** BEGIN Record list **

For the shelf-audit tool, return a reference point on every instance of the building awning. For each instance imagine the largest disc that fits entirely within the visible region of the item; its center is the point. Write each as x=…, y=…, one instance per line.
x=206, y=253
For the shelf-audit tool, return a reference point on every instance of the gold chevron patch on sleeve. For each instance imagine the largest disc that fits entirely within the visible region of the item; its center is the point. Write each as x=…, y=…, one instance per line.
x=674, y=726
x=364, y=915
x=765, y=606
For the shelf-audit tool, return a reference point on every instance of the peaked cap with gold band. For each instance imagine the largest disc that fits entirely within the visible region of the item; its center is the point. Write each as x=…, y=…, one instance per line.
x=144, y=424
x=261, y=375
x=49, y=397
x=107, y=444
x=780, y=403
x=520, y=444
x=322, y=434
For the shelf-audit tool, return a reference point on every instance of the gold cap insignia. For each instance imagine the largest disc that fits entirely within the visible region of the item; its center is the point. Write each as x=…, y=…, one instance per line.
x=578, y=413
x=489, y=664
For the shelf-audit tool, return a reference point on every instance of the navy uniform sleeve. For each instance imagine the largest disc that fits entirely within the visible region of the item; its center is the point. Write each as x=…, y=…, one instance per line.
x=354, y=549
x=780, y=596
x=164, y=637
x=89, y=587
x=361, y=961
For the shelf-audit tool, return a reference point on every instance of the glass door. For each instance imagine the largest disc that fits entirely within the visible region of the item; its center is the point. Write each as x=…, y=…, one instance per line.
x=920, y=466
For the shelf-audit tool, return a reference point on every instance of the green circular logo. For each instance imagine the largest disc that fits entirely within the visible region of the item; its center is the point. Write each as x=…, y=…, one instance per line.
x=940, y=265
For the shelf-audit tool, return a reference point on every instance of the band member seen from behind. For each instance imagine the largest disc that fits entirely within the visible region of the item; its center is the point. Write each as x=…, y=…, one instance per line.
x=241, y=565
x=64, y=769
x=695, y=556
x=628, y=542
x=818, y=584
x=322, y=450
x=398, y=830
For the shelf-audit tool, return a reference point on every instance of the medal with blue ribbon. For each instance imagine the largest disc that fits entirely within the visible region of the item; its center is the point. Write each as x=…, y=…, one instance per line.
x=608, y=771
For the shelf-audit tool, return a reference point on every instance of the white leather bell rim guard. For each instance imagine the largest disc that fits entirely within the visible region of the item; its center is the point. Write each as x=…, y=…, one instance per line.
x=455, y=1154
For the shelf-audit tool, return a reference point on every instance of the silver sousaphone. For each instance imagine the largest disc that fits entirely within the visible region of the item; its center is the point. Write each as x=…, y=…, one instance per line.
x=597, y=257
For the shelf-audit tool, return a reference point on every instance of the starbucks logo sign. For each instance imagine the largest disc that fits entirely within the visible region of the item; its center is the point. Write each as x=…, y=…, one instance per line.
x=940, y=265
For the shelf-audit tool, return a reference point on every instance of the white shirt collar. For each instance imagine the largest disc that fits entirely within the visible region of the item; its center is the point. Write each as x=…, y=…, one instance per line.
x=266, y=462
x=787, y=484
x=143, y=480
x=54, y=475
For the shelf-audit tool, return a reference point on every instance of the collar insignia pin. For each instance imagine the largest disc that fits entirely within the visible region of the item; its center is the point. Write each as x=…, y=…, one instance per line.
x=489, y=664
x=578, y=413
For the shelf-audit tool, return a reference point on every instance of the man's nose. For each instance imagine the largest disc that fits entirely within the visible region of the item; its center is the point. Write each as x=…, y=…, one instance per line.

** END Record list **

Description of the task: Can you copy the material without changes, starting with the line that contains "the white leather" and continuing through the last line of the material?

Reply:
For the shelf-audit tool, return a reference point on every instance of the white leather bell rim guard. For each instance imagine the largest disc that fits entirely within the visible region of the item; its center is the point. Write each as x=…, y=…, one instance per line.
x=455, y=1154
For the shelf-audit tool, return a reference point on every instance of the silver sousaphone. For each instance imagine the largest disc that fits entirely within the visible region of the item; its center is the point. Write each as x=…, y=…, one instance per line.
x=597, y=257
For the shelf-audit tool, return a reference point on every instance of the starbucks logo sign. For each instance imagine the largest disc that fits entirely within the visible region of the item; its center is the point. Write each as x=…, y=…, one instance per line.
x=940, y=265
For the shelf-audit tool, return a reference point on every instance of the white shirt collar. For each instance imagine the largest disc that fits entirely within the visible region of the item; its center is the point. Write each as x=…, y=…, one instance per line.
x=266, y=462
x=787, y=484
x=143, y=480
x=54, y=475
For the shelf-audit tool, return a reference point on every instance of the collar insignia pin. For each instance imagine the largest disc that fits entirely within the visible region of the item; its center is the point. Write each as x=…, y=…, one instance per line.
x=489, y=664
x=578, y=413
For the shelf-audit tool, return a reference point on every instance of the man's nose. For each instance imagine the largest disc that fits entirely within the visible region of the item; its center is the point. Write each as x=…, y=…, one instance per line.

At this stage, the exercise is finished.